## Records supplied:
## Start

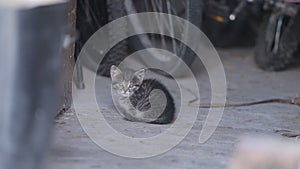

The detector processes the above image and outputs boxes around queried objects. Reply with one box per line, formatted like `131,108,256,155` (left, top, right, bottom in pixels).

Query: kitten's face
110,65,145,97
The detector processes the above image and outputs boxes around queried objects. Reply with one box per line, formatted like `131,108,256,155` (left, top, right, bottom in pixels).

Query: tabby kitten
110,65,175,124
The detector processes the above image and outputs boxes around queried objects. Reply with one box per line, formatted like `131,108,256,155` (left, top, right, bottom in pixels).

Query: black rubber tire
123,0,203,76
78,0,128,77
255,11,300,71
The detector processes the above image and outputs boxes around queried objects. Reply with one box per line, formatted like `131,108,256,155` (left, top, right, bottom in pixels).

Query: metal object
0,0,67,169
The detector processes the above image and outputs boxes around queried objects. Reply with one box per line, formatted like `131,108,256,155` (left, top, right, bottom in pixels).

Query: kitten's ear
110,65,122,79
132,69,145,84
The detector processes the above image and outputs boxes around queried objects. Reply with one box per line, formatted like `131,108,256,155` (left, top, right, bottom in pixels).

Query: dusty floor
46,49,300,169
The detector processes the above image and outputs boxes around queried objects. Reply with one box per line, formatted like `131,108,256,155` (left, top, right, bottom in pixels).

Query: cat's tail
140,89,167,122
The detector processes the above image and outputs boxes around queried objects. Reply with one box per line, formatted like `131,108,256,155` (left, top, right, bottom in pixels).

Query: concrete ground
46,49,300,169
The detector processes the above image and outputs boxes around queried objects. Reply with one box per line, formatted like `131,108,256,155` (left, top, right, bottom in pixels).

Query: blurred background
0,0,300,169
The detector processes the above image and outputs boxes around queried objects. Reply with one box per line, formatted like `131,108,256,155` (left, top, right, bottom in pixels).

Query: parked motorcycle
255,0,300,71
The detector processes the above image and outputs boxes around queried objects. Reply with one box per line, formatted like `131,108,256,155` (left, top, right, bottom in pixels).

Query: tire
79,0,128,77
124,0,202,76
255,8,300,71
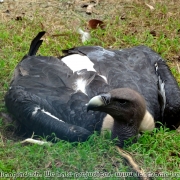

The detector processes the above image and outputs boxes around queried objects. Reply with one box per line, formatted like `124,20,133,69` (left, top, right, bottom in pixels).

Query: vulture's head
87,88,146,147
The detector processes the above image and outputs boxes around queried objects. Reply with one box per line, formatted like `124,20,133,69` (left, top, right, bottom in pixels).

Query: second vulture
5,32,180,147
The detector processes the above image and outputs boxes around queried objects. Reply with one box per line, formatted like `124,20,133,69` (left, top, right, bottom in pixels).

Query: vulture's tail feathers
28,31,46,56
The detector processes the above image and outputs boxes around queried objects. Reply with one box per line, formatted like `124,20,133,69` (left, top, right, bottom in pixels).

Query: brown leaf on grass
145,3,155,11
88,19,105,29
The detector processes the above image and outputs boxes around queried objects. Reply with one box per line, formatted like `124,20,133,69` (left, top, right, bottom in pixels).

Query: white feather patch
74,78,87,95
32,107,64,122
62,54,96,72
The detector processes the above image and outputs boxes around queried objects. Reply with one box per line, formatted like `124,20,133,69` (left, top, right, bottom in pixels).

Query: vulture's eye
118,99,127,104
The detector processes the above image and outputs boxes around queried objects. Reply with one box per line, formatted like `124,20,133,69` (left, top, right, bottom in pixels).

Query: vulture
5,31,180,147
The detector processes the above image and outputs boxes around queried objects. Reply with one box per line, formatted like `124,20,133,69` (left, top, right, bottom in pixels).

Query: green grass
0,0,180,179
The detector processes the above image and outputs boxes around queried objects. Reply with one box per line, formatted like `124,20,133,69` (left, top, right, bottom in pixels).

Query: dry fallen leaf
88,19,105,29
145,3,155,11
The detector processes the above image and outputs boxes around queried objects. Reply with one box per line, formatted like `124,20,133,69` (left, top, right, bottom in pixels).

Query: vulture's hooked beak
87,93,111,112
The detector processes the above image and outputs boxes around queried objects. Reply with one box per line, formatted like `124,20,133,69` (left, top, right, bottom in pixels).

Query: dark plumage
5,32,180,147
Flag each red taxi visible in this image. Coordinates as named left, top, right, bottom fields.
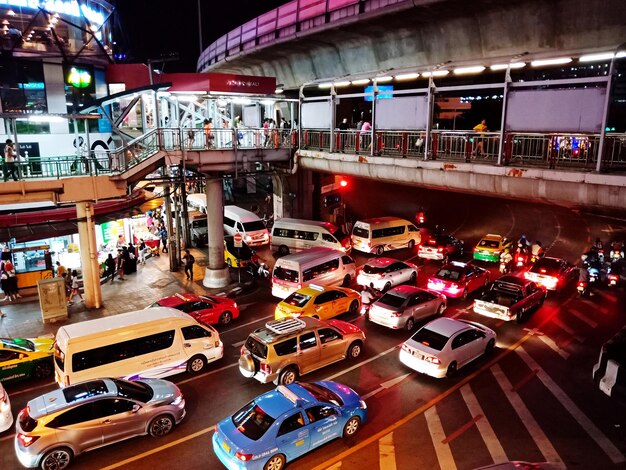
left=428, top=261, right=489, bottom=299
left=150, top=294, right=239, bottom=325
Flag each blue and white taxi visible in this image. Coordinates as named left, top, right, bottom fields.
left=213, top=381, right=367, bottom=470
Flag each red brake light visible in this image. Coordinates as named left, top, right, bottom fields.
left=235, top=452, right=252, bottom=462
left=17, top=432, right=40, bottom=447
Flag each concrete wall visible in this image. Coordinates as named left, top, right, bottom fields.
left=299, top=150, right=626, bottom=209
left=208, top=0, right=626, bottom=88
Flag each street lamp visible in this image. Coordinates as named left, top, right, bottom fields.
left=596, top=42, right=626, bottom=173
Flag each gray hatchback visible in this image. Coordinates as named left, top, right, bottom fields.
left=15, top=379, right=185, bottom=470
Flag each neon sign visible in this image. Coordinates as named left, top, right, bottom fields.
left=0, top=0, right=104, bottom=26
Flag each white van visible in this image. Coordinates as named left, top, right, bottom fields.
left=224, top=206, right=270, bottom=246
left=272, top=247, right=356, bottom=299
left=54, top=307, right=224, bottom=387
left=352, top=217, right=422, bottom=256
left=272, top=218, right=352, bottom=256
left=187, top=193, right=206, bottom=214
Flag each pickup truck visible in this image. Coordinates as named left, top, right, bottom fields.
left=474, top=276, right=546, bottom=323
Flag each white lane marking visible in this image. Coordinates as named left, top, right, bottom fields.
left=491, top=364, right=565, bottom=469
left=461, top=384, right=509, bottom=462
left=516, top=346, right=626, bottom=464
left=176, top=362, right=239, bottom=385
left=569, top=309, right=598, bottom=328
left=218, top=315, right=274, bottom=335
left=536, top=334, right=569, bottom=360
left=322, top=346, right=398, bottom=380
left=378, top=432, right=396, bottom=470
left=361, top=372, right=412, bottom=400
left=424, top=406, right=456, bottom=470
left=552, top=316, right=585, bottom=343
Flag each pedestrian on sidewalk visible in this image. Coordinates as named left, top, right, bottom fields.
left=183, top=250, right=196, bottom=281
left=104, top=253, right=115, bottom=282
left=115, top=249, right=124, bottom=281
left=68, top=269, right=85, bottom=305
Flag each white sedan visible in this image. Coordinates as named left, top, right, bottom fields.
left=400, top=317, right=496, bottom=378
left=356, top=258, right=418, bottom=291
left=0, top=383, right=13, bottom=432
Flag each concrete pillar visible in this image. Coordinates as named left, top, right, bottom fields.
left=202, top=177, right=230, bottom=288
left=76, top=202, right=102, bottom=308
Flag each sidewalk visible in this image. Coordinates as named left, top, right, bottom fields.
left=0, top=248, right=249, bottom=338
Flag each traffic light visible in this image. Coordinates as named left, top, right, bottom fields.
left=324, top=194, right=341, bottom=207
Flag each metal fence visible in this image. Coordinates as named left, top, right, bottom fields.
left=301, top=129, right=626, bottom=171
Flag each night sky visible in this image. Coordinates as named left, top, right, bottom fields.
left=110, top=0, right=288, bottom=72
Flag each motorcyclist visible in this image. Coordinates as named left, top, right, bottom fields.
left=500, top=248, right=513, bottom=274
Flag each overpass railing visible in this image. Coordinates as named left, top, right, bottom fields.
left=0, top=128, right=297, bottom=179
left=301, top=129, right=626, bottom=171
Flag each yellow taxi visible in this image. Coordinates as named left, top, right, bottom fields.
left=274, top=284, right=361, bottom=320
left=224, top=236, right=258, bottom=268
left=474, top=233, right=513, bottom=263
left=0, top=338, right=54, bottom=382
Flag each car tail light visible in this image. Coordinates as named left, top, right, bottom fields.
left=235, top=452, right=253, bottom=462
left=17, top=432, right=39, bottom=447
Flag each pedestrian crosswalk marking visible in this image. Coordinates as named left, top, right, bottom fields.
left=491, top=364, right=565, bottom=468
left=378, top=432, right=396, bottom=470
left=461, top=384, right=509, bottom=463
left=424, top=406, right=456, bottom=470
left=516, top=346, right=626, bottom=464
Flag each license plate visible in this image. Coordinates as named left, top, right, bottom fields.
left=222, top=441, right=230, bottom=454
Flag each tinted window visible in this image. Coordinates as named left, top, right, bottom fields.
left=278, top=412, right=304, bottom=436
left=91, top=398, right=135, bottom=419
left=231, top=402, right=275, bottom=441
left=243, top=220, right=265, bottom=232
left=305, top=406, right=337, bottom=423
left=317, top=328, right=341, bottom=344
left=273, top=266, right=300, bottom=282
left=411, top=327, right=448, bottom=351
left=47, top=403, right=94, bottom=428
left=274, top=338, right=298, bottom=356
left=283, top=292, right=311, bottom=307
left=111, top=379, right=154, bottom=403
left=300, top=331, right=317, bottom=351
left=72, top=330, right=175, bottom=372
left=379, top=292, right=406, bottom=308
left=298, top=382, right=343, bottom=406
left=181, top=325, right=211, bottom=339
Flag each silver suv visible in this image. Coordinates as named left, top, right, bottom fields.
left=239, top=317, right=365, bottom=385
left=15, top=379, right=185, bottom=470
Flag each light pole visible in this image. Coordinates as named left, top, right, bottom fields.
left=596, top=42, right=626, bottom=173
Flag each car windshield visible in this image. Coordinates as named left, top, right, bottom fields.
left=243, top=220, right=265, bottom=232
left=363, top=264, right=385, bottom=274
left=274, top=266, right=300, bottom=282
left=352, top=227, right=370, bottom=238
left=379, top=293, right=406, bottom=308
left=298, top=382, right=343, bottom=406
left=478, top=240, right=500, bottom=248
left=411, top=327, right=448, bottom=351
left=530, top=258, right=560, bottom=274
left=111, top=379, right=154, bottom=403
left=283, top=292, right=311, bottom=307
left=437, top=268, right=463, bottom=281
left=231, top=401, right=275, bottom=441
left=0, top=338, right=35, bottom=352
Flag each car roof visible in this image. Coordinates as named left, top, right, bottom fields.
left=365, top=258, right=400, bottom=268
left=387, top=284, right=429, bottom=297
left=27, top=379, right=117, bottom=419
left=424, top=317, right=471, bottom=338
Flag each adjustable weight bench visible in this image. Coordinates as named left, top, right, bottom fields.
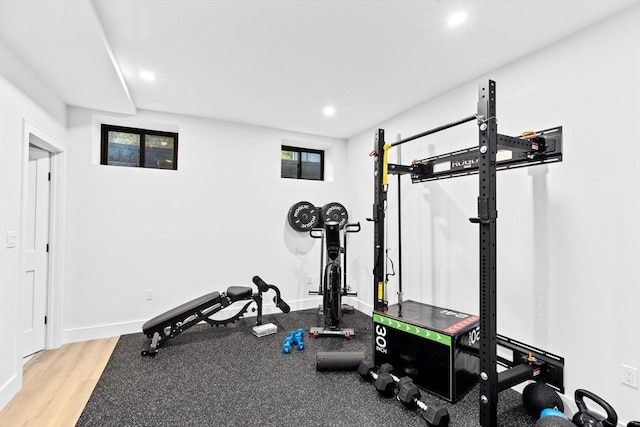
left=141, top=276, right=290, bottom=356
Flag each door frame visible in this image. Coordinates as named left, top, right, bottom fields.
left=18, top=118, right=67, bottom=354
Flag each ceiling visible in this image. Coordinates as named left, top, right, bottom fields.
left=0, top=0, right=640, bottom=138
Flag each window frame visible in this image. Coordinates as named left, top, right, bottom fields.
left=280, top=145, right=324, bottom=181
left=100, top=123, right=178, bottom=170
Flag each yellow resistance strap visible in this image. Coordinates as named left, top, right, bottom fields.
left=382, top=144, right=391, bottom=185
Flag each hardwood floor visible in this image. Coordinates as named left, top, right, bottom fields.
left=0, top=337, right=119, bottom=427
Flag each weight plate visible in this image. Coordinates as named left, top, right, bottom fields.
left=322, top=202, right=349, bottom=229
left=287, top=202, right=320, bottom=231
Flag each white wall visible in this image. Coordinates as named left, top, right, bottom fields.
left=348, top=6, right=640, bottom=423
left=63, top=108, right=349, bottom=342
left=0, top=75, right=65, bottom=408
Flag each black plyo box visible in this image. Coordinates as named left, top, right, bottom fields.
left=373, top=301, right=480, bottom=402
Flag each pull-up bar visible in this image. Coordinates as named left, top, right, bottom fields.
left=382, top=114, right=479, bottom=185
left=389, top=114, right=478, bottom=148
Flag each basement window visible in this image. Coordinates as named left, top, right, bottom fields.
left=280, top=145, right=324, bottom=181
left=100, top=124, right=178, bottom=170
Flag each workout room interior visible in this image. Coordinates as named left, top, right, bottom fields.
left=0, top=0, right=640, bottom=427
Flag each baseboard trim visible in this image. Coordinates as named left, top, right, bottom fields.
left=0, top=372, right=22, bottom=411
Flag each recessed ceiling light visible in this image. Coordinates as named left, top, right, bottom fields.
left=140, top=70, right=156, bottom=82
left=449, top=12, right=467, bottom=27
left=322, top=106, right=336, bottom=117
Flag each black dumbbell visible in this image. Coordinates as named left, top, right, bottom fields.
left=397, top=382, right=449, bottom=427
left=358, top=360, right=411, bottom=397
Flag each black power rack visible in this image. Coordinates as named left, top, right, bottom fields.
left=371, top=80, right=564, bottom=427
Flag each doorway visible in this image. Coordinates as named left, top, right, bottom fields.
left=20, top=144, right=51, bottom=357
left=16, top=119, right=66, bottom=361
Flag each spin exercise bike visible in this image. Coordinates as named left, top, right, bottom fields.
left=141, top=276, right=290, bottom=357
left=309, top=221, right=360, bottom=339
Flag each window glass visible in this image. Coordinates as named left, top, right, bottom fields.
left=300, top=152, right=322, bottom=179
left=100, top=124, right=178, bottom=170
left=107, top=131, right=140, bottom=167
left=144, top=134, right=173, bottom=169
left=281, top=150, right=300, bottom=178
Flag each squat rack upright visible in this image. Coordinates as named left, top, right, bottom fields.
left=372, top=80, right=564, bottom=427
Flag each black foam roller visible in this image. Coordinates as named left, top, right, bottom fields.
left=316, top=351, right=366, bottom=371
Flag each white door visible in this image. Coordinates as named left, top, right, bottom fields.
left=21, top=147, right=51, bottom=356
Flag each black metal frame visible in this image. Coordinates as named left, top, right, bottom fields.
left=100, top=124, right=178, bottom=170
left=280, top=145, right=324, bottom=181
left=371, top=80, right=564, bottom=427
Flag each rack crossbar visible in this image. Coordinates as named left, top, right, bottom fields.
left=390, top=114, right=477, bottom=147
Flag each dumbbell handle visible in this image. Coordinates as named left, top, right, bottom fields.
left=369, top=371, right=400, bottom=383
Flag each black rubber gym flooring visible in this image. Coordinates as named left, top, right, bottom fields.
left=77, top=310, right=535, bottom=427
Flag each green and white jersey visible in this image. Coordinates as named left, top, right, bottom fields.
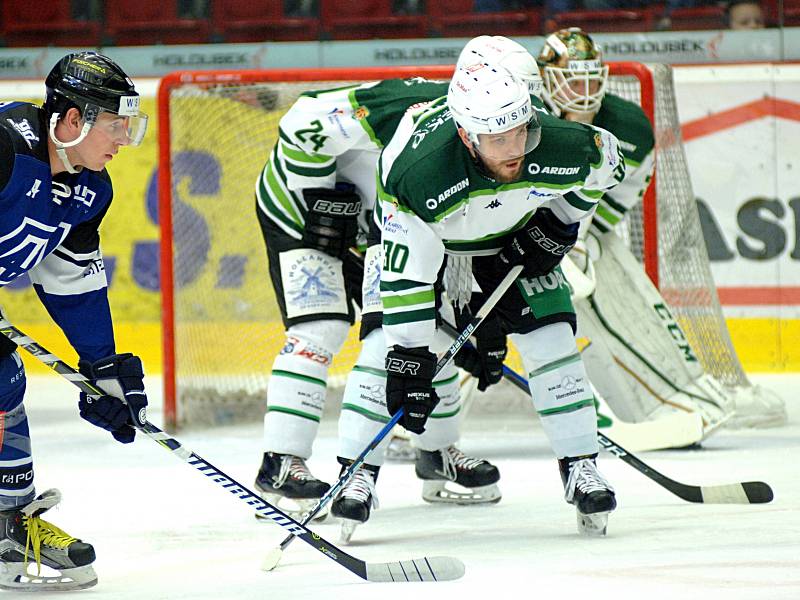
left=376, top=104, right=625, bottom=347
left=592, top=94, right=655, bottom=232
left=256, top=78, right=447, bottom=239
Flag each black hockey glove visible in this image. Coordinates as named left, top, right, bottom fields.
left=497, top=207, right=578, bottom=277
left=303, top=183, right=361, bottom=260
left=386, top=346, right=439, bottom=433
left=78, top=352, right=147, bottom=444
left=453, top=304, right=508, bottom=392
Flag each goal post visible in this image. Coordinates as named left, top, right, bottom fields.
left=158, top=62, right=743, bottom=428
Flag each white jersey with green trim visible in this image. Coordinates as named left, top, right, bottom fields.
left=256, top=78, right=447, bottom=239
left=376, top=104, right=625, bottom=347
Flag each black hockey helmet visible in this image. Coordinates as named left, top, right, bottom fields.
left=44, top=51, right=147, bottom=146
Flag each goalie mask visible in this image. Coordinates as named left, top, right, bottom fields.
left=44, top=52, right=147, bottom=173
left=456, top=35, right=543, bottom=98
left=447, top=62, right=542, bottom=161
left=538, top=27, right=608, bottom=113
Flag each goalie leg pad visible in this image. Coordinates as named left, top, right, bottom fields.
left=264, top=320, right=350, bottom=459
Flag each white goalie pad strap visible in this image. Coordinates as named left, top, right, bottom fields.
left=361, top=244, right=383, bottom=315
left=280, top=248, right=347, bottom=319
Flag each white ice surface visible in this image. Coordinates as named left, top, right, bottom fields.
left=18, top=374, right=800, bottom=600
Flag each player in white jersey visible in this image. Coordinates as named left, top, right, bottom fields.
left=538, top=27, right=785, bottom=448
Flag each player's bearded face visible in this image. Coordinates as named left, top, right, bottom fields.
left=474, top=125, right=528, bottom=183
left=74, top=113, right=131, bottom=171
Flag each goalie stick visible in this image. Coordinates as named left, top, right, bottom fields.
left=261, top=268, right=522, bottom=571
left=503, top=365, right=773, bottom=504
left=0, top=315, right=464, bottom=582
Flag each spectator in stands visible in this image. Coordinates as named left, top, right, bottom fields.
left=283, top=0, right=319, bottom=17
left=725, top=0, right=765, bottom=29
left=392, top=0, right=424, bottom=15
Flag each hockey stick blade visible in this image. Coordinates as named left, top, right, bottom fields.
left=503, top=365, right=774, bottom=504
left=0, top=315, right=465, bottom=582
left=597, top=432, right=774, bottom=504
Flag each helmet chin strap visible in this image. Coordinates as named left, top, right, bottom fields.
left=49, top=113, right=92, bottom=173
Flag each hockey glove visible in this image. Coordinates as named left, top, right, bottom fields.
left=453, top=304, right=508, bottom=392
left=303, top=183, right=361, bottom=260
left=78, top=352, right=147, bottom=444
left=497, top=207, right=579, bottom=277
left=386, top=346, right=439, bottom=433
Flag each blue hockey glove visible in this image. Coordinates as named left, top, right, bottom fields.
left=78, top=352, right=147, bottom=444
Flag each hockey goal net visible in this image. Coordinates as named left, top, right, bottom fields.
left=158, top=63, right=746, bottom=428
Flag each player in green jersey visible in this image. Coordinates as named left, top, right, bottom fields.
left=338, top=61, right=625, bottom=533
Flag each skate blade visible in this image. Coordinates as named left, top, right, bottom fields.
left=255, top=492, right=328, bottom=523
left=339, top=519, right=361, bottom=544
left=0, top=563, right=97, bottom=592
left=575, top=511, right=609, bottom=537
left=422, top=479, right=503, bottom=505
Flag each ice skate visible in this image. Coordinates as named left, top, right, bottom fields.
left=415, top=446, right=502, bottom=504
left=331, top=458, right=380, bottom=543
left=0, top=490, right=97, bottom=591
left=558, top=454, right=617, bottom=536
left=255, top=452, right=331, bottom=521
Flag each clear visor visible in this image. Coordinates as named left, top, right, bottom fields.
left=544, top=66, right=608, bottom=112
left=473, top=119, right=542, bottom=160
left=86, top=110, right=147, bottom=146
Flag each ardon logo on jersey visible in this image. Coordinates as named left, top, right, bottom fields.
left=425, top=177, right=469, bottom=210
left=528, top=163, right=581, bottom=175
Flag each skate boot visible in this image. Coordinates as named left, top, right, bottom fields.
left=331, top=456, right=380, bottom=543
left=256, top=452, right=331, bottom=521
left=558, top=454, right=617, bottom=536
left=0, top=490, right=97, bottom=592
left=414, top=446, right=501, bottom=504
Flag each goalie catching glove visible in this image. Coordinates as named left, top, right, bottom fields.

## End

## Exercise brief:
Rewrite the entries starting at the line that has "Flag each pull-up" and ending after the line that has "left=358, top=360, right=411, bottom=397", changing "basement window" to "cellar window" and leaving everything else as it is.

## Full answer:
Flag each pull-up bar visible in this image. Coordinates as named left, top, right, bottom fields.
left=382, top=114, right=479, bottom=185
left=389, top=114, right=478, bottom=148
Flag each cellar window visible in this image. Coordinates as named left, top, right, bottom fields.
left=280, top=145, right=324, bottom=181
left=100, top=124, right=178, bottom=170
Flag each workout room interior visible in this image. Coordinates as named left, top, right, bottom fields.
left=0, top=0, right=640, bottom=427
Flag each baseboard trim visible in this image. Coordinates as named left, top, right, bottom fields.
left=0, top=372, right=22, bottom=411
Flag each recessed ceiling light visible in this image. Coordinates as named left, top, right, bottom fields.
left=140, top=70, right=156, bottom=82
left=449, top=12, right=467, bottom=27
left=322, top=106, right=336, bottom=117
Flag each black dumbbell visible in this image. Coordinates as named left, top, right, bottom fields.
left=397, top=382, right=449, bottom=427
left=358, top=360, right=411, bottom=397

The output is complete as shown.